- _Work request_
Search the records for the word "cloud" and pick out every line that has it.

Region pointing data
---------------
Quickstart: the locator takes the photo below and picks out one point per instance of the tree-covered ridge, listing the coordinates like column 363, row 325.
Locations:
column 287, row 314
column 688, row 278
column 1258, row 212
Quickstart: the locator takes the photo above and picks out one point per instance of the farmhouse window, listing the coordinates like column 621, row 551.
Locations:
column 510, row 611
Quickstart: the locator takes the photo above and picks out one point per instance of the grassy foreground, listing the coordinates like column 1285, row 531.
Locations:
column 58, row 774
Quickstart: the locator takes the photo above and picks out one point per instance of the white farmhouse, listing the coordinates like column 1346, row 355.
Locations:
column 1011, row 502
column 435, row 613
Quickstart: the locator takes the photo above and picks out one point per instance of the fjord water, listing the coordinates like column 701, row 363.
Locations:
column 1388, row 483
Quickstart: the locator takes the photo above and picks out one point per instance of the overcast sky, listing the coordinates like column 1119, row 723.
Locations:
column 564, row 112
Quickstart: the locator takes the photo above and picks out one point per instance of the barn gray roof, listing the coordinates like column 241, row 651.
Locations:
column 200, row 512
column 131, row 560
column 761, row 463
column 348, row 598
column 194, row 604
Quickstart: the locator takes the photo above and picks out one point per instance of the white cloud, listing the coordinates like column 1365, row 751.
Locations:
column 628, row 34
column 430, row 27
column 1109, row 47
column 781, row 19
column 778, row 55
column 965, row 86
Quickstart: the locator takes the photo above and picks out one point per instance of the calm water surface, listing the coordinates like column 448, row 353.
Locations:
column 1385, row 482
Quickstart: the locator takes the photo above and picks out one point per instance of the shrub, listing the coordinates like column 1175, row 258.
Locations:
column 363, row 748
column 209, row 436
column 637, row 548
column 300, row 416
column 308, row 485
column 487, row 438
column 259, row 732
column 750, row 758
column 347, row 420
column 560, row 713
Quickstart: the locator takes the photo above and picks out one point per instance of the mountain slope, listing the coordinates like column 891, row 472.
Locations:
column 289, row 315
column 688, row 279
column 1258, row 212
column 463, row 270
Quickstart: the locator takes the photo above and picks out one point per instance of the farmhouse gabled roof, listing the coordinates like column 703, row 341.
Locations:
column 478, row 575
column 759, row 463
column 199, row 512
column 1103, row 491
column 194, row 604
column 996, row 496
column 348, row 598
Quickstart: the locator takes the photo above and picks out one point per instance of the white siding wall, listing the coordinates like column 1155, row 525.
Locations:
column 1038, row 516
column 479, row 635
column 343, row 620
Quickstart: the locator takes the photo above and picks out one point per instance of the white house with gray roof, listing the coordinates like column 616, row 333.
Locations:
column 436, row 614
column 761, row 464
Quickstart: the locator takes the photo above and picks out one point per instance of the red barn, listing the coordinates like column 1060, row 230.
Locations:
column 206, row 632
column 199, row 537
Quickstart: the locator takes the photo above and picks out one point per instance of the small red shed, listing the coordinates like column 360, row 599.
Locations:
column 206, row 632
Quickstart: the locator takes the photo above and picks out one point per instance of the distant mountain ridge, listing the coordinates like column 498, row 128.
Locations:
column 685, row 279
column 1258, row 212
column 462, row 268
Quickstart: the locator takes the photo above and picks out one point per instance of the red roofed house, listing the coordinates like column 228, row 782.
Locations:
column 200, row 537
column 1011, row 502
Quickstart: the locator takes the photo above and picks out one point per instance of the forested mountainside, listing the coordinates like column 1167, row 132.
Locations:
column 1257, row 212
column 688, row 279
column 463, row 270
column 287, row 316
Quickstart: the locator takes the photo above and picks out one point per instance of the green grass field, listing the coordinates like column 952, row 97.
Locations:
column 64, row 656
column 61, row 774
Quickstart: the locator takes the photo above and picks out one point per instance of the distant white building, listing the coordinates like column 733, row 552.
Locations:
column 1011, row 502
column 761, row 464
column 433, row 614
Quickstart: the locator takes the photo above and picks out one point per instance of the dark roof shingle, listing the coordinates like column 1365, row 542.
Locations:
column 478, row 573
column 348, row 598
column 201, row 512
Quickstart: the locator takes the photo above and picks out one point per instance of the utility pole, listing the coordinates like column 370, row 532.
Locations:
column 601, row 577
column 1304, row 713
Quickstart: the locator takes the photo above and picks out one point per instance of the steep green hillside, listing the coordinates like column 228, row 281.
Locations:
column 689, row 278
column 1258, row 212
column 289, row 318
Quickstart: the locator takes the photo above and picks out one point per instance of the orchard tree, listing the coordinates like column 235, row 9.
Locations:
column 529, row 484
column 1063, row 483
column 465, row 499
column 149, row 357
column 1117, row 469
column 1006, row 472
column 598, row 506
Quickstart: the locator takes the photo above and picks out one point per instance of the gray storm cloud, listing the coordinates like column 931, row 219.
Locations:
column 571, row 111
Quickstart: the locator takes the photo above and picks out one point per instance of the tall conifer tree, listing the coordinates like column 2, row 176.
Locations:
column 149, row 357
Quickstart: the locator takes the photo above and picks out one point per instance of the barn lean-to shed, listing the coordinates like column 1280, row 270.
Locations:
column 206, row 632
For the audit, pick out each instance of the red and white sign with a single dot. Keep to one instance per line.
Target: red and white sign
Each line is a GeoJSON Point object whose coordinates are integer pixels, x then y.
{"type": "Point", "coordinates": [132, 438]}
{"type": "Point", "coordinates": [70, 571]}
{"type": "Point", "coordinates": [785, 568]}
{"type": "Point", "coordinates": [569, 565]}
---------------
- _Problem solution_
Quickstart: the locator takes the photo above and picks out one point per instance of the white cloud, listing the coordinates like column 1365, row 751.
Quickstart: the locator takes the photo above and picks out one point per instance of the gray storm cloud, listing the coordinates like column 931, row 219.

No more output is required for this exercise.